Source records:
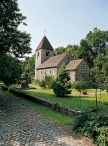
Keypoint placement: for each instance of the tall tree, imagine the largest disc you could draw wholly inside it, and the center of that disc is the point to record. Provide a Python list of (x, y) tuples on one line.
[(12, 41), (94, 43), (10, 69)]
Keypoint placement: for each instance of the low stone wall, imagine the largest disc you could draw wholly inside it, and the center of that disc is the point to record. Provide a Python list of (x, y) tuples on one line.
[(59, 107)]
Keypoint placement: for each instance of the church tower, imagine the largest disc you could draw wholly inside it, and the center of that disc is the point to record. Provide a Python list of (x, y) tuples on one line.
[(43, 52)]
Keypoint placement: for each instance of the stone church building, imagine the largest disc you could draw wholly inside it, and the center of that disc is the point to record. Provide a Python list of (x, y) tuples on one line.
[(48, 64)]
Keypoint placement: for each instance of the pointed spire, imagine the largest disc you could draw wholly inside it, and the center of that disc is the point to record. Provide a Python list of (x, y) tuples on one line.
[(44, 44)]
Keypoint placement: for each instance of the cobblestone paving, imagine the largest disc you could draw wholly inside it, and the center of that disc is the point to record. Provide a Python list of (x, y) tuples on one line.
[(22, 126)]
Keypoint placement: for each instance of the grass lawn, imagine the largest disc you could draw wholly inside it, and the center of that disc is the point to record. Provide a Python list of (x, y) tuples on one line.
[(72, 100)]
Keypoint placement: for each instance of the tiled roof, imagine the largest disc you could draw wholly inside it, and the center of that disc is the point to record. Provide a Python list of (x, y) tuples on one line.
[(52, 61), (72, 65), (44, 44)]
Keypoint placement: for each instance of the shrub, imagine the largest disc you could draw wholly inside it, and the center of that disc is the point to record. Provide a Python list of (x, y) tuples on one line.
[(42, 84), (106, 87), (84, 91), (62, 87)]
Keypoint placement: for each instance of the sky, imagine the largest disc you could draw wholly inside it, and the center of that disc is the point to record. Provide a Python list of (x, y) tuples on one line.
[(65, 21)]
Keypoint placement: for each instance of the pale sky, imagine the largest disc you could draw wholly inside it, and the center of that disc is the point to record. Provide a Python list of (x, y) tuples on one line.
[(66, 21)]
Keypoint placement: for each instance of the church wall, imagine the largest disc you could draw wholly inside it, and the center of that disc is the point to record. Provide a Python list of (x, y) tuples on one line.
[(43, 72), (82, 71), (72, 75)]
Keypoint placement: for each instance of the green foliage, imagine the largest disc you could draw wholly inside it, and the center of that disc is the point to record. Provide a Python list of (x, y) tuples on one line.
[(47, 82), (12, 40), (42, 84), (93, 126), (10, 70), (79, 85), (60, 90), (62, 87)]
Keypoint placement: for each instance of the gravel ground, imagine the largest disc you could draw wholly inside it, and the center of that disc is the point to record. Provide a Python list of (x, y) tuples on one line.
[(22, 126)]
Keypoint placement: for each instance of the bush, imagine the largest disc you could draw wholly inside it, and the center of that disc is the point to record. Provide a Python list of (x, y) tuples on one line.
[(42, 84), (106, 87), (93, 126), (60, 90)]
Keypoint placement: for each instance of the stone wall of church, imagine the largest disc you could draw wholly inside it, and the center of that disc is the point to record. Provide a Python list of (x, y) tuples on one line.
[(41, 73), (82, 71)]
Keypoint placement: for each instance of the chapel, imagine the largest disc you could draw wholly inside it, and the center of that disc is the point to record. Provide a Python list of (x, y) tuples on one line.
[(48, 64)]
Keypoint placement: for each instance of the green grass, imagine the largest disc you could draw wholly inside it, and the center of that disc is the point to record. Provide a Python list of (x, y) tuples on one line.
[(47, 112)]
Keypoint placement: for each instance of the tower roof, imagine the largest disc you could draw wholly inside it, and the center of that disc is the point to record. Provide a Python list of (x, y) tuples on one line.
[(52, 61), (44, 44), (73, 64)]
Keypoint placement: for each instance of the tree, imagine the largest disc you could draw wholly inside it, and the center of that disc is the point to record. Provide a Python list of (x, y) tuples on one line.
[(12, 41), (59, 50), (79, 85), (94, 43), (100, 70), (10, 69), (62, 87)]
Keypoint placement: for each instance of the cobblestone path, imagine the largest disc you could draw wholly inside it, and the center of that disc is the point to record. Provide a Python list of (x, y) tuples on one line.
[(22, 126)]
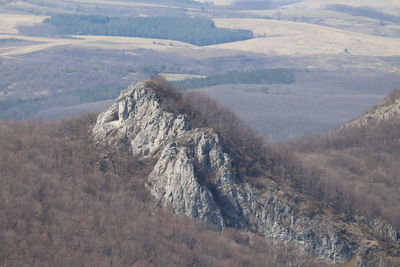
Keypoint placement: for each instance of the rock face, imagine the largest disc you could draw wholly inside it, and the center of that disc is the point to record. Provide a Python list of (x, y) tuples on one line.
[(388, 108), (194, 176)]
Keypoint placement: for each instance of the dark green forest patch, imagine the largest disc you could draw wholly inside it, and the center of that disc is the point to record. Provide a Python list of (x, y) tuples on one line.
[(266, 76), (197, 31)]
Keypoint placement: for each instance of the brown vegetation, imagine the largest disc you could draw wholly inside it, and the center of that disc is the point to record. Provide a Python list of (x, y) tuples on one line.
[(353, 171), (357, 168), (62, 203)]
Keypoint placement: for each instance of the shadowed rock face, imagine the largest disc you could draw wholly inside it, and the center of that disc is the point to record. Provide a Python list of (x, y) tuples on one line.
[(194, 176)]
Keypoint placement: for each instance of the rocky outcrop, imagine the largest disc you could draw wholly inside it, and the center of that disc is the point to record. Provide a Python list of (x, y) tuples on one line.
[(193, 175), (388, 108)]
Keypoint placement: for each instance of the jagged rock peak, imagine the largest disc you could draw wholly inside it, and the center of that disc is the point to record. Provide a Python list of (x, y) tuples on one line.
[(194, 175), (138, 121)]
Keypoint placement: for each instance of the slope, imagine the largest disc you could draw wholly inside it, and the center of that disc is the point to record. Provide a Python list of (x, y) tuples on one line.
[(209, 165), (63, 204)]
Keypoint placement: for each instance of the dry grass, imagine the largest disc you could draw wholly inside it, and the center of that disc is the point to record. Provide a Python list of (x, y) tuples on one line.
[(102, 42), (295, 38), (389, 6), (10, 22), (180, 76)]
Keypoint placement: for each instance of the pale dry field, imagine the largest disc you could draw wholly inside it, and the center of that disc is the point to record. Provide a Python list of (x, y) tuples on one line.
[(89, 41), (10, 22), (389, 6), (180, 76), (296, 38), (119, 3)]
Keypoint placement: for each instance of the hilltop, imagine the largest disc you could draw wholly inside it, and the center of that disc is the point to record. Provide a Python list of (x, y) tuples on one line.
[(209, 165)]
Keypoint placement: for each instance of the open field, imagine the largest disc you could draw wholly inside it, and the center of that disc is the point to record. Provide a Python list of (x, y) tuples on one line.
[(296, 38), (98, 42), (10, 22), (180, 76), (389, 6)]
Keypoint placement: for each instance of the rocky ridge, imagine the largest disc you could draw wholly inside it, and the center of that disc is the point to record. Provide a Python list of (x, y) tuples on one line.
[(193, 175), (388, 108)]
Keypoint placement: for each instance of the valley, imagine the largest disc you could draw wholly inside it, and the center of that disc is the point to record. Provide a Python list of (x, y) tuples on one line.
[(199, 133)]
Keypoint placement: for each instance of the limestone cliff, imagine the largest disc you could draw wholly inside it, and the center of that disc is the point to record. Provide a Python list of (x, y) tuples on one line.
[(388, 108), (193, 175)]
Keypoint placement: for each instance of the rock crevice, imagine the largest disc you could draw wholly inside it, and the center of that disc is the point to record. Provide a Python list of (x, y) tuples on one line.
[(193, 176)]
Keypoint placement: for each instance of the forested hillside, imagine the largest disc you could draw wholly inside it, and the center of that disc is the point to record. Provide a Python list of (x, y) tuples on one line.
[(63, 204), (197, 31), (357, 167)]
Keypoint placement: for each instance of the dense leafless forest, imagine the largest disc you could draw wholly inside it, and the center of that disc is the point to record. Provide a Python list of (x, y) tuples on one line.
[(64, 204)]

# [Exercise brief]
With the images excluded, reproduce the data above precisely as written.

# [Task answer]
Keypoint placement: for each instance of the tall tree, imagine the largest disc you could draw wholly inside it, and the center of that disc is the point to record. Provide a Python list of (x, y) tuples on one line.
[(12, 41), (94, 43), (10, 69)]
Keypoint placement: for each instance of the low stone wall, imagine the largest disc you could draw wholly inside it, and the center of that disc is the point to record. Provide a Python list of (x, y) tuples on one line.
[(59, 107)]
Keypoint placement: for each instance of the church tower, imagine the largest disc you could draw wholly inside it, and the center of that disc is the point to record. Provide a Python list of (x, y) tuples on one line.
[(43, 52)]
Keypoint placement: for each instance of the stone church building, imagine the largest disc you could draw wholly inside it, and the center of that disc is the point to record. Provide a Python list of (x, y) tuples on one line.
[(48, 64)]
Keypoint placement: for each instance of the pointed spire, imagine the largest disc you could draw wholly inside it, and the center of that disc is the point to record. Provide a Python list of (x, y) tuples on one line.
[(44, 44)]
Keypoint placement: for each instance of the cobblestone paving, imagine the largest disc you could draw wholly inside it, and the center of that disc is the point to record. Provide a Python list of (x, y) tuples on one line.
[(22, 126)]
Keypoint placement: for each instance of the grass lawn, imagine the largest disc you could draw wholly inside it, and the center of that disc is the point to record. Provide a Python list of (x, y) tuples on one line.
[(72, 100)]
Keypoint placement: for each instance of the tiled roof, imagine the largest disc you could draw wholly inside it, and the center of that disc is the point to record. Provide a Python list of (x, y) tuples on one line.
[(52, 61), (72, 65), (44, 44)]
Keypoint placement: for each instance of the shrub, imagine the largest disc you could draw wholly inside it, and the center of that disc is the point to record. Provide a Python list of (x, y) tuples on one line.
[(42, 84), (106, 87), (84, 91), (62, 87)]
Keypoint placement: for each instance of the sky, imagine the largest disc you could draw wholly inside it, and the center of that disc is the point to record. Provide a Python list of (x, y) tuples on one line.
[(65, 21)]
Keypoint placement: for each instance of the pale sky, imagine the largest disc you could draw wholly inside it, and the center of that disc is the point to record. Provide a Python list of (x, y) tuples on one line.
[(66, 21)]
Keypoint placement: for each instance of the church wall, imagine the largest disc you could draw wholly inside it, and the center of that disc is the point to record. Provide a Python list of (x, y) tuples on one line.
[(43, 72), (82, 71), (72, 75)]
Keypoint placement: for each instance of the green foliage, imagine the largest disc you could draw wholly inside it, and the center of that disc is the point to record. Provide a Python list of (x, y) tuples on one line.
[(47, 82), (12, 40), (42, 84), (93, 126), (10, 70), (79, 85), (60, 90), (62, 87)]
Keypoint placement: for each instance of the gravel ground, imagine the largest disc you could draw wholly inside it, and the center of that disc is the point to record. Provide a Python list of (x, y) tuples on one line.
[(22, 126)]
Keypoint placement: for each instance of the bush, imagine the largest disc you could draw wholly inside it, and the center of that disc is the point to record. Provide a Python list of (x, y) tuples on one line.
[(42, 84), (106, 87), (93, 126), (60, 90)]
Keypoint placement: for each instance of the stone wall of church, imagine the largest disc you could draw wholly inside it, and the center of that disc is the point to record. Provide a Python list of (x, y) tuples on one line.
[(41, 73), (82, 71)]
Keypoint placement: for each instance of the chapel, imagine the largest disc you could draw wholly inside it, and the center of that disc is the point to record. Provide a Python list of (x, y) tuples on one line.
[(48, 64)]
Keypoint placement: for each instance of the green grass, imagine the largest disc you could draw wholly inside it, and the center of that disc is the point to record. Provide a Python list of (x, y) tuples on one line.
[(47, 112)]
Keypoint placement: for each instance of the tower roof, imagine the largest disc you could draw wholly inside it, and the center of that disc is the point to record. Provide a Python list of (x, y) tuples on one line.
[(52, 61), (44, 44), (73, 64)]
Keypoint placement: for each instance of the tree, imagine the largest disc you could draw wholly inside it, and the center of that disc is the point to record. Provide a Python list of (x, y) tuples on one line.
[(12, 41), (59, 50), (79, 85), (94, 43), (100, 70), (10, 69), (62, 87)]
Keypoint placement: for each instance of the cobblestone path, imagine the largest disc you could draw wholly inside it, and the center of that disc is the point to record. Provide a Python list of (x, y) tuples on one line.
[(22, 126)]
Keypoint placement: for each instance of the rock face, imagine the largest disc you could draw wholly inside it, and the center of that disc is the point to record. Provide a Python list of (x, y) tuples on one line.
[(388, 108), (194, 176)]
Keypoint placement: for each instance of the dark green forest patch, imagine the largest disc you could draw wholly inside it, and the center of that disc is the point to record. Provide a Python list of (x, y) tuples on one line.
[(266, 76), (197, 31)]
Keypoint placement: for each instance of the brown vegetation, imagine the largest disc you could draw wholly inside it, and the center of that disc is the point to record. Provide a Python list of (x, y) tuples on one line.
[(353, 171), (357, 168), (62, 203)]
Keypoint placement: for each instance of the shadowed rock face, imagine the largest disc you could draw wholly inside it, and the center of that disc is the point to record. Provide a Python list of (x, y) tuples on one line.
[(194, 176)]
Keypoint placement: for each instance of the rocky outcrop, imagine the largest disc you could draw wholly inside it, and the center of that disc is the point to record. Provide a Python list of (x, y) tuples on one line.
[(193, 175), (388, 108)]
Keypoint placement: for each instance of the jagged rock peak, imagine the largest disc you could draw wholly inside it, and the center of that disc is the point to record. Provide a Python list of (x, y) tuples on one line.
[(194, 175), (138, 121)]
Keypoint placement: for each instance of the slope, imagine the largest disc you could draw wholly inside it, and the center of that disc is the point to record. Provide a Python list of (x, y) tuples on one line.
[(209, 165), (63, 204)]
Keypoint placement: for each instance of the dry grass, imagine the largest disc you could draw wholly inside it, and the center of that disc is the point to record. Provide a Python list of (x, y) tuples on one line.
[(102, 42), (295, 38), (389, 6), (10, 22), (180, 76)]
Keypoint placement: for each instance of the pale dry field, imagine the largest disc you could draw wholly inside it, and the center of that disc is the point to record. Provide a Python list of (x, y) tuples on one line.
[(89, 41), (10, 22), (389, 6), (180, 76), (296, 38), (119, 3)]
Keypoint placement: for each instance of the hilltop, imagine the largest disc you could draw wholly inside it, and the center of that disc is the point to record. Provide a Python list of (x, y) tuples on one line.
[(209, 165)]
Keypoint placement: for each instance of the open field, imagine the largest disc you could draw wholly inside it, and the center of that disc is the point to record. Provide a Python list of (x, y) tuples on one line.
[(296, 38), (98, 42), (10, 22), (180, 76), (389, 6)]
Keypoint placement: for each instance of the rocky ridge, imagine the largest disc you could draw wholly inside it, and the center of that disc is the point to record. Provide a Python list of (x, y) tuples on one line.
[(193, 175), (388, 108)]
Keypoint placement: for each instance of the valley, imagine the largest disc you could draw wholly inside it, and the center of that disc is the point to record. Provide a Python list of (x, y) tuples on one line.
[(199, 133)]
Keypoint placement: for each instance of the limestone cliff, imagine the largest disc you could draw wholly inside it, and the center of that disc is the point to record. Provide a Python list of (x, y) tuples on one line.
[(388, 108), (193, 175)]
Keypoint placement: for each instance of the rock crevice, imagine the largest disc you could draw wholly inside it, and the center of that disc is the point to record. Provide a Python list of (x, y) tuples on one line.
[(193, 176)]
Keypoint placement: for each instance of the forested hillside, imagine the largest disc you could draw wholly inside it, and the center of that disc is the point to record. Provide a Python list of (x, y) tuples on one line.
[(63, 204), (197, 31), (357, 167)]
Keypoint placement: for each instance of the dense leafless forest, imagine the largest disc you could draw wholly inside it, and the center of that disc is the point to record. Provide a Python list of (x, y) tuples on one line.
[(64, 204)]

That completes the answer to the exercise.